--- BEGIN Exercise data ---

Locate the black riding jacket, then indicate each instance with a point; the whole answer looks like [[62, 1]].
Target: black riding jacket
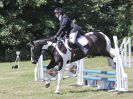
[[67, 27]]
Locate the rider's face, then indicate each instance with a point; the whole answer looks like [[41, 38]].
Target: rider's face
[[57, 15]]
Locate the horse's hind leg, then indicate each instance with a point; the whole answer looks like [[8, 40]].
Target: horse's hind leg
[[47, 79], [60, 76]]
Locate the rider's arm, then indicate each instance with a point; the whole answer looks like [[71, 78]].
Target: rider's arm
[[62, 27]]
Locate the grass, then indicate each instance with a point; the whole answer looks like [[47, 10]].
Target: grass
[[20, 84]]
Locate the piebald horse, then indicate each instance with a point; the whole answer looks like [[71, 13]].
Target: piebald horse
[[61, 53]]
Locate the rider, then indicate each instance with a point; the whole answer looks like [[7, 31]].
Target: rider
[[69, 28]]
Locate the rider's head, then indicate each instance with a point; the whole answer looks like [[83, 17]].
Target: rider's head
[[58, 11]]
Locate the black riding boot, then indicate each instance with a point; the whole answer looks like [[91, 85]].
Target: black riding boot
[[84, 49]]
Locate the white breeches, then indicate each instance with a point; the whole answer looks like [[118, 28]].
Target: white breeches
[[72, 37]]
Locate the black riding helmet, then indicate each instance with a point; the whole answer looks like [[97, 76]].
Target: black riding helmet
[[59, 10]]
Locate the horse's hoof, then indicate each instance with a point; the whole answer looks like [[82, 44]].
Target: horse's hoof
[[47, 85], [57, 92]]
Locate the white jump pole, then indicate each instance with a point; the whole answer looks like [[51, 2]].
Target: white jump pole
[[39, 75], [121, 76], [80, 68]]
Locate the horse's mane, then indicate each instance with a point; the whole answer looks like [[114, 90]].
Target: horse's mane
[[44, 40]]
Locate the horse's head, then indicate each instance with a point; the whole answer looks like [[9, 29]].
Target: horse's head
[[36, 49]]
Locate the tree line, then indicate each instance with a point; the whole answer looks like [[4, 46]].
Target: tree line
[[25, 20]]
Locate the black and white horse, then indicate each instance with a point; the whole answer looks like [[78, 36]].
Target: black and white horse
[[61, 53]]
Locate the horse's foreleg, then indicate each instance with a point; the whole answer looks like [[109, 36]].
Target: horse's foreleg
[[47, 79], [60, 76]]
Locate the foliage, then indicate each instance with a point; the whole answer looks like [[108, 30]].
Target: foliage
[[25, 20]]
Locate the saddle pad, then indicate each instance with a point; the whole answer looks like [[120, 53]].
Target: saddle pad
[[82, 40]]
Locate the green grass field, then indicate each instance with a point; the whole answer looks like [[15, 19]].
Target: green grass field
[[20, 84]]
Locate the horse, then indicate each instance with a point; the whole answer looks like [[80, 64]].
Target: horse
[[61, 52]]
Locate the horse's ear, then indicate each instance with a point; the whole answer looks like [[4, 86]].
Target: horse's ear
[[32, 43]]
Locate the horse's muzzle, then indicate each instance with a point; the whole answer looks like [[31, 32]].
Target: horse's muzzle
[[34, 62]]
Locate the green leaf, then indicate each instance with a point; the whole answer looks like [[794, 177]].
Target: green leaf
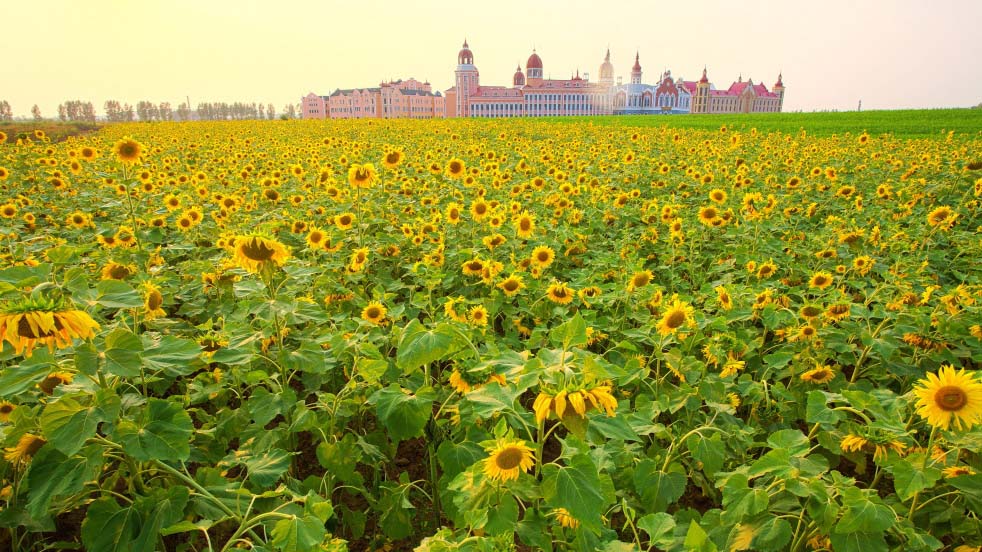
[[709, 452], [66, 423], [909, 478], [859, 542], [123, 351], [298, 534], [29, 373], [163, 508], [773, 534], [55, 475], [115, 294], [659, 528], [161, 431], [174, 356], [818, 411], [111, 528], [404, 414], [419, 346], [571, 333], [267, 468], [863, 514], [577, 488], [658, 489]]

--- END Exercise data ---

Directions for this task:
Rewrite all of the material above with every occurrence of "Locate" replaced by "Find" and everything else left as it is. Omit the pictures from your answer.

Solution to the exercise:
Find the black riding jacket, then indicate each instance with a point; the whole answer looks like [[62, 1]].
Target: black riding jacket
[[67, 27]]
Find the rider's face, then indicate each instance with a point; the whole answer looks like [[41, 38]].
Target: rider's face
[[57, 15]]
Find the horse's hind leg, then indicate each instance with a point; the whole answer looks like [[8, 40]].
Target: horse's hind leg
[[47, 79], [60, 76]]
Find the rider's arm, then indicate each instance with a point; the whole answer looks like [[71, 78]].
Target: rider's arm
[[62, 27]]
Find the grass, then indicate each instance with a point; the whole answer looks like [[47, 10]].
Target: grass
[[20, 84]]
Find the piebald horse, then indicate each instance with a point; the whole answer looks like [[71, 13]].
Target: piebald horse
[[61, 53]]
Find the rider, then indicate each instance with a point; the whole answer looks like [[7, 31]].
Target: rider
[[69, 28]]
Find the rider's head, then indicate each instance with a point; the whole answer looks like [[83, 17]].
Target: rider's head
[[58, 11]]
Find the black riding boot, then indicate each instance with a point; the whole answer looks like [[91, 85]].
Target: black riding boot
[[84, 49]]
Find the white breeches, then indicate each instance with a point; the whole answer looks like [[118, 28]].
Target: white breeches
[[72, 37]]
Find the black riding helmet, then indicate each instance with a point; the whole answer looks like [[97, 76]].
Target: black riding helmet
[[59, 10]]
Find the horse's hoof, then indicate each instance with a point; the whole answer looks like [[82, 44]].
Target: horse's hoof
[[47, 85], [57, 92]]
Find the white jump pole, then indicate each instance with a point; the whole answer looks like [[51, 2]].
Target: white jump pole
[[39, 75], [121, 76], [80, 68]]
Find the horse's mane, then indicate each instance with a point; the whole answer looks like [[114, 90]].
Target: horse's mane
[[44, 40]]
Find the horse's head, then indicate each instance with a point; the whole answer looks like [[9, 29]].
Target: horse's head
[[36, 49]]
Find the tree line, then indicate each instance with a point; the whole answer looks like [[4, 46]].
Target: tree line
[[25, 20]]
Find the black and white horse, then indicate each instance with a point; the whole answer looks like [[78, 36]].
Target: black and white horse
[[61, 53]]
Find the horse's foreleg, then indicate each instance with a point; the whole answer looks like [[109, 36]].
Target: horse's foreleg
[[47, 79], [60, 76]]
Find the foliage, then indicate each instance with a point; the whole answer looks like [[108, 30]].
Target: foliage
[[25, 20]]
Find the saddle pad, then indicate each instance with a point; the whole answer looks like [[120, 53]].
Target: saddle pad
[[82, 40]]
Find the green grass field, then indicate each instance with a point; the whole answer looks like [[15, 19]].
Target: green grass field
[[20, 84]]
Find the horse, then indicate each instance with a point; the whole answer looks like [[80, 64]].
Target: horse
[[61, 52]]
Find the horse's ear, then indicate each instance with a point; the whole answer looks like [[4, 86]].
Target: horse's ear
[[32, 43]]
Find the horse's muzzle, then indicate each instance with a point; the whole answer looks like [[31, 32]].
Target: horse's muzzle
[[34, 62]]
Find the green leaf, then indicate each instance with a point; the whole answer looks like [[794, 177]].
Target: green leaf
[[709, 452], [66, 423], [909, 478], [859, 542], [123, 351], [298, 534], [29, 373], [163, 508], [773, 534], [55, 475], [115, 294], [659, 528], [161, 431], [174, 356], [818, 411], [111, 528], [404, 414], [419, 346], [571, 333], [267, 468], [863, 514], [577, 488], [658, 489]]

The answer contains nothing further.